- [WORK INSTRUCTION] Retype, exactly as written, every line from the one containing "Task: point localization. Input: the photo below." through the last line of the records below, both included; skip the pictures.

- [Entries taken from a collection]
↓↓↓

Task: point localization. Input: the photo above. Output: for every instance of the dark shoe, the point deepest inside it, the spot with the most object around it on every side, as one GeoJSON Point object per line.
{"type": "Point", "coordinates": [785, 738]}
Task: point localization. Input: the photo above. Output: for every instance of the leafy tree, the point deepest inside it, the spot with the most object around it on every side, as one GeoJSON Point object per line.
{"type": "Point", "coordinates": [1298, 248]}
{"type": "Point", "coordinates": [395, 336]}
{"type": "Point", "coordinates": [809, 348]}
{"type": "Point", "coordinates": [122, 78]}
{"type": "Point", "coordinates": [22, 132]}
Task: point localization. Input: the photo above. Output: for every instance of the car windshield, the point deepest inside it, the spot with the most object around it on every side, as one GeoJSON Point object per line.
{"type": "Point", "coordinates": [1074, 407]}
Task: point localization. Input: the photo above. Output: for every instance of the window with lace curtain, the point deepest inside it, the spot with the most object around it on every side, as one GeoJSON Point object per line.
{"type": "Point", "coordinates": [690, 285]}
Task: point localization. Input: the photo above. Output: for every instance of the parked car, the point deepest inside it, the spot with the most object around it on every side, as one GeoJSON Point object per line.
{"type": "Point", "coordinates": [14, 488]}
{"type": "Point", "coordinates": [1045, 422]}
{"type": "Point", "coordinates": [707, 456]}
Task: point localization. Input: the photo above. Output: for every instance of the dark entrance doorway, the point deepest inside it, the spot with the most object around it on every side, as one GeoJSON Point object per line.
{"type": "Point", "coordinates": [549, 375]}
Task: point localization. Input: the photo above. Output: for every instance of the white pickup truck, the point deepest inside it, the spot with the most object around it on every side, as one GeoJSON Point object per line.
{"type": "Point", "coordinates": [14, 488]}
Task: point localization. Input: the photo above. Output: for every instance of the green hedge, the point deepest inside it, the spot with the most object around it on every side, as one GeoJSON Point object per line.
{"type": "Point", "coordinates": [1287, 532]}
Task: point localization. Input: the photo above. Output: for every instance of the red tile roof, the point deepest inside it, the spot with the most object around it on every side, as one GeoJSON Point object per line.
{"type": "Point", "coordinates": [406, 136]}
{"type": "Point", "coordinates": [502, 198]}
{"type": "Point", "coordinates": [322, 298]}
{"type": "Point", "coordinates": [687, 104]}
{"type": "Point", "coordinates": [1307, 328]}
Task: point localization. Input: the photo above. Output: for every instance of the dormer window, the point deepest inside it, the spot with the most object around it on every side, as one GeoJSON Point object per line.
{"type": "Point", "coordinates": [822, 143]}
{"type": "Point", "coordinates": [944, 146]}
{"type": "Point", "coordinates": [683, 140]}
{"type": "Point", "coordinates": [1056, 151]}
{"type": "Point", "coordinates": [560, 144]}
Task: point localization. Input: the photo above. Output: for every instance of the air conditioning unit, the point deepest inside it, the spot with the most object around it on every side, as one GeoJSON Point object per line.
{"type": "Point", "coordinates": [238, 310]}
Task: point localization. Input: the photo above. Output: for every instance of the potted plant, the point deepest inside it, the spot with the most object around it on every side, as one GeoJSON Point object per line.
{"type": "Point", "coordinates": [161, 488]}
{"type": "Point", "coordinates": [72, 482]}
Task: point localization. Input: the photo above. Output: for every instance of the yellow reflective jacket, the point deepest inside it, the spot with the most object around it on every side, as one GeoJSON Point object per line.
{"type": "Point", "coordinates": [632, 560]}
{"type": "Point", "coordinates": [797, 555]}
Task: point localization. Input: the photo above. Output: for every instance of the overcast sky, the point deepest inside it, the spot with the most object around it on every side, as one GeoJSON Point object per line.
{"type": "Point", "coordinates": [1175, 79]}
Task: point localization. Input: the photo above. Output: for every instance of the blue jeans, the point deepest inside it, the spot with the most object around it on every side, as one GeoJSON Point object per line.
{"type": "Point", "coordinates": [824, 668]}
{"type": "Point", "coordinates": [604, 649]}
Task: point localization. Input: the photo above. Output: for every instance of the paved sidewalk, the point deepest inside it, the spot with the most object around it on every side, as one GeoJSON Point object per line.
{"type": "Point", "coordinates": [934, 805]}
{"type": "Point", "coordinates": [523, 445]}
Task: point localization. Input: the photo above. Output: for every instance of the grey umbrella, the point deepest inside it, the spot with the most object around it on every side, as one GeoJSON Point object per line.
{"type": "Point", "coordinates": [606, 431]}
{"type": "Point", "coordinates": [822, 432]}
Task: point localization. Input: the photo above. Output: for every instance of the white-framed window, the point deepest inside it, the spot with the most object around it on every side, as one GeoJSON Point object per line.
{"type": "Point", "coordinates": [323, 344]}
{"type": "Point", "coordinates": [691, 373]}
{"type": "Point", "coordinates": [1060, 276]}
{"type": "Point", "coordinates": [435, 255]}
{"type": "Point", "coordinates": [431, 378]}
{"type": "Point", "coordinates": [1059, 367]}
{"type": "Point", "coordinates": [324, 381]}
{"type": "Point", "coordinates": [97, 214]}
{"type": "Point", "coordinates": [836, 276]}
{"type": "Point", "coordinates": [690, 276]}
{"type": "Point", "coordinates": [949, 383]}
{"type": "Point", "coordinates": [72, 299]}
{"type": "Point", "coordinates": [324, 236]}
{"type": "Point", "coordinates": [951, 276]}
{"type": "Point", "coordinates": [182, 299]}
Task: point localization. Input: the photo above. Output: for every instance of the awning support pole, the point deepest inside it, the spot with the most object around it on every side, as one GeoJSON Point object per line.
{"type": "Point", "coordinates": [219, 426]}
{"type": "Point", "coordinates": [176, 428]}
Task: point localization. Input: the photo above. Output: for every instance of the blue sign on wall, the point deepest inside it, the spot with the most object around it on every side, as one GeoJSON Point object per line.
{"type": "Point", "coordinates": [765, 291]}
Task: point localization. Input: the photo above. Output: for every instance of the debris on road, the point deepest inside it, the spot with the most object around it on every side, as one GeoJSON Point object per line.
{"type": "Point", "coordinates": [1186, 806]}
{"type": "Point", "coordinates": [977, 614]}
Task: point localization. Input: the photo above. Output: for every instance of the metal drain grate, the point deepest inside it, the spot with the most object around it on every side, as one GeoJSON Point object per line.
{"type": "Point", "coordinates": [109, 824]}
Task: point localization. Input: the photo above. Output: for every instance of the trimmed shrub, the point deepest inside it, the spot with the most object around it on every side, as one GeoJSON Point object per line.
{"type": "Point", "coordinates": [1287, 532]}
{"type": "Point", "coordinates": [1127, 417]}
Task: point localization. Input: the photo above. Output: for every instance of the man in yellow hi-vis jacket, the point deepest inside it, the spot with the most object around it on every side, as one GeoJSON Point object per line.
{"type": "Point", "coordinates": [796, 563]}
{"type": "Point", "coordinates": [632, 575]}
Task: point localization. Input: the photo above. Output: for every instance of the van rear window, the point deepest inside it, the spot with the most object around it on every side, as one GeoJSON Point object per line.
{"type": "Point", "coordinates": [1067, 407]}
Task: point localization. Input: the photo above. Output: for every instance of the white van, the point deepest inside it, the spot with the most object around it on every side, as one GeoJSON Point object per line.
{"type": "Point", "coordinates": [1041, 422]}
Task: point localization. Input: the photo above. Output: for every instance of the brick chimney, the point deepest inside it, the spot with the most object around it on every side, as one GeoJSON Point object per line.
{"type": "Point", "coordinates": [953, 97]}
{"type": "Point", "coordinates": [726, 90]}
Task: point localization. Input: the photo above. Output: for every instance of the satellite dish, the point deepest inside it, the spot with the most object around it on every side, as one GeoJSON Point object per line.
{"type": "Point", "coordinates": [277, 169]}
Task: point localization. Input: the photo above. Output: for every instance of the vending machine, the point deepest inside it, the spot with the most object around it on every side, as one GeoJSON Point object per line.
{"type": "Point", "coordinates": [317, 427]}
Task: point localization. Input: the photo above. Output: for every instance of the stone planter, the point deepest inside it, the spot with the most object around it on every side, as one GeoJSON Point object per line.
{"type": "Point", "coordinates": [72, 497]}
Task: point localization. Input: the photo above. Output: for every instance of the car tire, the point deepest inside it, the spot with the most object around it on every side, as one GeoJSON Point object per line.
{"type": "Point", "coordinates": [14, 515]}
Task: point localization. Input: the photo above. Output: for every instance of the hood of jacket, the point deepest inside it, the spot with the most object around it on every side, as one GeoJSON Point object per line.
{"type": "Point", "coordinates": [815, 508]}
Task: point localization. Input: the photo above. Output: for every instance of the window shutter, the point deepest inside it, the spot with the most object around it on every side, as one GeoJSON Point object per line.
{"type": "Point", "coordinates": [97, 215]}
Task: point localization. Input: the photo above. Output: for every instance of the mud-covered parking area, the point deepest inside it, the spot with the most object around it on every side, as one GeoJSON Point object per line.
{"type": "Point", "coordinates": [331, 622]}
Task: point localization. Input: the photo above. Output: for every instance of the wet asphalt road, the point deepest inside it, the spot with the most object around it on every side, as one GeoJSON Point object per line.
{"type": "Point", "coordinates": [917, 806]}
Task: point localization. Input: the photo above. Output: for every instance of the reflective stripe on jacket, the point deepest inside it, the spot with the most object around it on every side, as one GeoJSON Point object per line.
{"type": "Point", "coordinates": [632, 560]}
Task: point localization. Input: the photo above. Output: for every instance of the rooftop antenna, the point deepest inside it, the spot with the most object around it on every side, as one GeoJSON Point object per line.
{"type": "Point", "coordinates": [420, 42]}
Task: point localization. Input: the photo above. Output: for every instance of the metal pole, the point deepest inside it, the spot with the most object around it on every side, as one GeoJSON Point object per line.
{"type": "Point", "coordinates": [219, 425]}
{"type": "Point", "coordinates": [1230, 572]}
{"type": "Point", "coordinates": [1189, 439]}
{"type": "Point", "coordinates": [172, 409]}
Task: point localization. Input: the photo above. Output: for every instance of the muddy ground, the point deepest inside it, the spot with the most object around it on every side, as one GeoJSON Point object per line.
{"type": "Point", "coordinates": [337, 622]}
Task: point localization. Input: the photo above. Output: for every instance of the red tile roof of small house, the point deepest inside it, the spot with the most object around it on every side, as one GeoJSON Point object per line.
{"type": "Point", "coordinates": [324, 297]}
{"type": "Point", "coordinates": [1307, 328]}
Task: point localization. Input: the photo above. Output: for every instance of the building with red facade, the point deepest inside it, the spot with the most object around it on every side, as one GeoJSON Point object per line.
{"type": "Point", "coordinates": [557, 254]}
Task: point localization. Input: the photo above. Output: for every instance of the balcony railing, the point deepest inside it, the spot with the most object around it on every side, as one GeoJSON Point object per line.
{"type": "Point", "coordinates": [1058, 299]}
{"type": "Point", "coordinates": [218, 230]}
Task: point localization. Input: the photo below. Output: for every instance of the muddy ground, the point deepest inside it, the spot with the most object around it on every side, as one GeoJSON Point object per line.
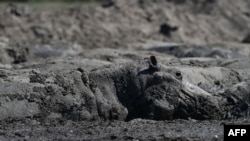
{"type": "Point", "coordinates": [63, 70]}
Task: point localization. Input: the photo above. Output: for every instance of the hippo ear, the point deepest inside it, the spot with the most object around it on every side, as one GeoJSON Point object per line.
{"type": "Point", "coordinates": [153, 62]}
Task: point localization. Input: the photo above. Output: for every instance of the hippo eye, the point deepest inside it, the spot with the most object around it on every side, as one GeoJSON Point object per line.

↑↑↑

- [ANSWER SPACE]
Task: point localization. Input: the photo below. Output: for every instance of the muddy ground, the point deepest inside it, the spot with the most object around it on every side, as one GeoJSON Point object per line.
{"type": "Point", "coordinates": [63, 70]}
Task: point localization. Input: the photo above. Output: for every instance of the hippo ear, the point deepest inside it, the spot with the most object around it on every side, as one GeoJSON Point object per line.
{"type": "Point", "coordinates": [153, 62]}
Task: point localization. Input: the photo above. Output: for every instance of the hippo eye, the point deepest inside it, the spot with the most object around it on every side, as one GeoJSON Point object per line.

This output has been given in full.